● **Instructions for the task**: Only the number is wanted: how many lines below include "polo"?

(Dataset records)
+++
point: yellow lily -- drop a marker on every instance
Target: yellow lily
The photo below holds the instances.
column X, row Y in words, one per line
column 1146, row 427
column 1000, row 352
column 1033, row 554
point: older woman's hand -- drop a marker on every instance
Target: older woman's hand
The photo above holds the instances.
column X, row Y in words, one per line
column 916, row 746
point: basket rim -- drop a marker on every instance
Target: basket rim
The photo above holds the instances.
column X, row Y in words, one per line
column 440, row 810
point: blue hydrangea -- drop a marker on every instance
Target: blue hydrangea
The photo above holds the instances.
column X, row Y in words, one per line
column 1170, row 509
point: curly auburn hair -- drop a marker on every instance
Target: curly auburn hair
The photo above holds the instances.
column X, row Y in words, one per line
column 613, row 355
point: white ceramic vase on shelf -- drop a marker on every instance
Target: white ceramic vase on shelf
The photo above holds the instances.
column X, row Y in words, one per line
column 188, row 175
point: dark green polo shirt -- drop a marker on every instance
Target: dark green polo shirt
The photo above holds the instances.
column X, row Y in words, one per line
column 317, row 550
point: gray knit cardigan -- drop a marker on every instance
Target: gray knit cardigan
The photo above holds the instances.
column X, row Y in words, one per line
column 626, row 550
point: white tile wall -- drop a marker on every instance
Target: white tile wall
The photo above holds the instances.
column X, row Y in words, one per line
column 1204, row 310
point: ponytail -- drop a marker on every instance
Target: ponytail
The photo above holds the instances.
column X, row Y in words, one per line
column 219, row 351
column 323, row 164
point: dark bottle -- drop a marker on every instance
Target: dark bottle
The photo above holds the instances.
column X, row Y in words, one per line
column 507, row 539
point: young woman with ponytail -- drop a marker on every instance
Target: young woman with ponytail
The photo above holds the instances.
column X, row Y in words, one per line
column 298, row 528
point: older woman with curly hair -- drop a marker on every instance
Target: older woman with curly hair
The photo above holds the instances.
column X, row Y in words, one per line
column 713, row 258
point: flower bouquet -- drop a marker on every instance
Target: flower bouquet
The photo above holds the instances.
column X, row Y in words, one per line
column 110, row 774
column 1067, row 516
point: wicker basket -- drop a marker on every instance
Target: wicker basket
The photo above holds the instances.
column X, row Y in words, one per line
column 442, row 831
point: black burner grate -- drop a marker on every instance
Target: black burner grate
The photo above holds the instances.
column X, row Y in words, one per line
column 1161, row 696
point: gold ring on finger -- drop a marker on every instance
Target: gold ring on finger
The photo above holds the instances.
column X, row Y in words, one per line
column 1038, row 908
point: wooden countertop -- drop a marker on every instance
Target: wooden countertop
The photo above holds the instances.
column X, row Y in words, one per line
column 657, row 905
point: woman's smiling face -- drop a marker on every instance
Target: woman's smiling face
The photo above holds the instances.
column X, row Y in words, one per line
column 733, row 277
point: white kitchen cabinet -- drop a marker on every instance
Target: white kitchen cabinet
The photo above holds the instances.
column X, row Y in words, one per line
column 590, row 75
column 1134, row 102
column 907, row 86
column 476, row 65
+++
● **Solution for this task**: 2